■ KETENTUAN LATIHAN
1. Menurut artikel tentang pengalaman pendaki gunung, berapa kali Kang Bedjo telah mendaki Gunung Ciremai?
2. Jelaskan dalam satu hingga tiga kalimat mengapa Wahyudi berhenti melakukan hobi mendaki gunung, sesuai artikel tentang pengalaman pendaki gunung.
3. Sebutkan semua gunung yang disebut namanya dalam artikel tentang pengalaman pendaki gunung.

■ DOKUMEN
Beda gunung, beda cerita

 

Berbicara mengenai kisah unik atau pengalaman, narasumber rubrik Unjuk Gigi kali ini sudah tidak diragukan lagi. Masing-masing memiliki cerita tak terlupakan tersendiri saat menghabiskan waktu di gunung yang mereka daki.

 

Dimulai dari kisah Kang Bedjo yang telah menapakkan kakinya di 52 puncak gunung api. Pada kurun waktu 1988 – 1990, Kang Bedjo sudah menaklukkan hampir semua gunung api yang tersebar dari Jawa Barat hingga Lombok, Nusa Tenggara Barat. Bahkan, karena sudah sangat hafal dengan rute Gunung Ciremai di Jawa Barat, ia telah melakukan pendakian kesana lebih dari 50 kali. Saking seringnya Kang Bedjo muncak di Ciremai, ia memiliki seorang bapak angkat yang tinggal di sana.

 

“Sebelumnya, saya tidak pernah memiliki target untuk mendaki 52 gunung api baik di Indonesia maupun luar negeri, semua terjadi dan mengalir begitu saja.” tuturnya. Pengalaman unik lainnya yang ia alami adalah saat mendaki Gunung Kinabalu di Malaysia.

 

Selain persiapannya yang cukup sulit, peraturan pendakian di sana juga sangat berbeda dengan di Indonesia. Misalnya tidak boleh mendirikan tenda di sepanjang jalur pendakian, dan menginapnya harus di sebuah hotel yang telah disediakan pemerintah setempat di ketinggian tertentu.

 

Beralih ke cerita dari Wahyudi, Perwira yang juga memiliki pengalaman mendaki gunung di Indonesia maupun di luar negeri. Saat SMP, ia melakukan pendakian pertama di Gunung Salak Jawa Barat bersama dengan teman-temannya. Aktivitas outdoor lainnya juga ia geluti pada usia remajanya hingga saat Wahyudi mulai bekerja pada tahun 1996, ia pun terpaksa berhenti melakukan hobi ini karena kesibukannya.

 

Sejak memutuskan untuk mulai kembali aktif naik gunung pada tahun 2009, Wahyudi selalu membuat target gunung apa saja yang akan ia daki. Tidak hanya puncak-puncak tertinggi di Indonesia saja, namun ia memiliki cita-cita untuk dapat menjejakkan kaki di puncak-puncak tertinggi dunia. Kendati demikian Wahyudi mengaku pernah memiliki pengalaman buruk saat mendaki, yaitu dikerumuni oleh banyak lintah di Gunung Tambora. Menurutnya, lintah merupakan hewan yang sudah pasti akan kita temui saat mendaki gunung, terlebih jika sedang musim hujan. Namun, lintah ini merupakan salah satu jenis hewan yang tidak disukainya.

■ Data deteksi objek
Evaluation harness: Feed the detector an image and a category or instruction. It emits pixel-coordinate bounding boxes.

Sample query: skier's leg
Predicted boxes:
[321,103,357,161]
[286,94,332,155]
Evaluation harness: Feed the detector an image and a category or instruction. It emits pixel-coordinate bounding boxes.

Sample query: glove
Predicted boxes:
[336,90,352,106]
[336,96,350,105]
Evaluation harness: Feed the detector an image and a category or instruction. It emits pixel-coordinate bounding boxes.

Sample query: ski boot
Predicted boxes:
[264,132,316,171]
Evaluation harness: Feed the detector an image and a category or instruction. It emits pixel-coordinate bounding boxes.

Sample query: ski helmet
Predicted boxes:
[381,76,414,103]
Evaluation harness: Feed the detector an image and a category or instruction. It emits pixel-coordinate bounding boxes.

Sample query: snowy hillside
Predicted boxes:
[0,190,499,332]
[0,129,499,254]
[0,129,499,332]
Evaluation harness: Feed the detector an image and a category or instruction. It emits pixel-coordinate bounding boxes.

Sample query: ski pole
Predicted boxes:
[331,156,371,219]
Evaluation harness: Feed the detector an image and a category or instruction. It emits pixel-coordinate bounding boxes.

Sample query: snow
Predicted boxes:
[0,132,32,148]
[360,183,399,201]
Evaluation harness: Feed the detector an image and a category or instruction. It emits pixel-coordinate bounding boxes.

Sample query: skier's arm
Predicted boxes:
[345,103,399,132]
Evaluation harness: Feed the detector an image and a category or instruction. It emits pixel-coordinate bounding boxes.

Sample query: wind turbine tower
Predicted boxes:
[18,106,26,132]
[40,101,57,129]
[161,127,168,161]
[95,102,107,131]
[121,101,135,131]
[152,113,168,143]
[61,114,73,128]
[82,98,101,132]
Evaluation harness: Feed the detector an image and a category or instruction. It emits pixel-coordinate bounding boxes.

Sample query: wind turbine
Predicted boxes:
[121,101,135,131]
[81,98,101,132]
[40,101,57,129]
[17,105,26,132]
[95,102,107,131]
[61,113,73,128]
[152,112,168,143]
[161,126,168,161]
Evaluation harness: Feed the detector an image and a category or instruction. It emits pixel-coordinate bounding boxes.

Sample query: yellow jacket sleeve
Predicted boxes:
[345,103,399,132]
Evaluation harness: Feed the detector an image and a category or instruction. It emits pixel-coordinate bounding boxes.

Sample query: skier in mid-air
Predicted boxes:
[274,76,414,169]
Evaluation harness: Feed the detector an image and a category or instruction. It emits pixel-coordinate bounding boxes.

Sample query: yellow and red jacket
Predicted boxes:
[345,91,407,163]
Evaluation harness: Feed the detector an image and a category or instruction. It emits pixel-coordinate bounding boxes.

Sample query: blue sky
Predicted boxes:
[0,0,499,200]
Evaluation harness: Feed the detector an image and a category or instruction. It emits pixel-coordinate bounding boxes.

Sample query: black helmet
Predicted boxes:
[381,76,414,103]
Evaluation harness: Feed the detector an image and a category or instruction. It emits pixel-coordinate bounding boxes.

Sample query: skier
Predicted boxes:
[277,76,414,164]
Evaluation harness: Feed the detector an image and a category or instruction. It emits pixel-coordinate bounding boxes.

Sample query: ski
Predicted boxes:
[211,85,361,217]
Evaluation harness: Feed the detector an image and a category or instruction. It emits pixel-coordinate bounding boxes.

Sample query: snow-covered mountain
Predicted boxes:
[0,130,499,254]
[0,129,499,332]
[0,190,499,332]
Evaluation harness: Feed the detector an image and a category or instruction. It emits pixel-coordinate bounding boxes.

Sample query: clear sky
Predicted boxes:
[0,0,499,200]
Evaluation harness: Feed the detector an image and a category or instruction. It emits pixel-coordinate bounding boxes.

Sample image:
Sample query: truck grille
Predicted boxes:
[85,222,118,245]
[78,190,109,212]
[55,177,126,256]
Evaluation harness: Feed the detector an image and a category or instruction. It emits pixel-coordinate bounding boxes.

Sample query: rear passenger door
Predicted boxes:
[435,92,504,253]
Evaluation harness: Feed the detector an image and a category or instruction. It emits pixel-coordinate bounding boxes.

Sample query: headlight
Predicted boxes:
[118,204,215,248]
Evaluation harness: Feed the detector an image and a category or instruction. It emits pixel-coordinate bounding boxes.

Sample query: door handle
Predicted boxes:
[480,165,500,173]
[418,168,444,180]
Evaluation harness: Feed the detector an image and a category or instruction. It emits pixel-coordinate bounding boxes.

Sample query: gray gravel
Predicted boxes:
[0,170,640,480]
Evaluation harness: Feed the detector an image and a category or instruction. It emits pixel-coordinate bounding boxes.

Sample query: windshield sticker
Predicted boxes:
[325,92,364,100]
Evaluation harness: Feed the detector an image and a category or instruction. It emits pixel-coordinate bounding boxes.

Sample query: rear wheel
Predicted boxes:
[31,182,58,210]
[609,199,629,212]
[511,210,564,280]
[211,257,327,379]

■ KUNCI JAWABAN
1. Lebih dari 50 kali.

2. Wahyudi terpaksa berhenti mendaki gunung karena kesibukannya setelah mulai bekerja pada tahun 1996.

3. Gunung Ciremai, Gunung Kinabalu, Gunung Salak, dan Gunung Tambora.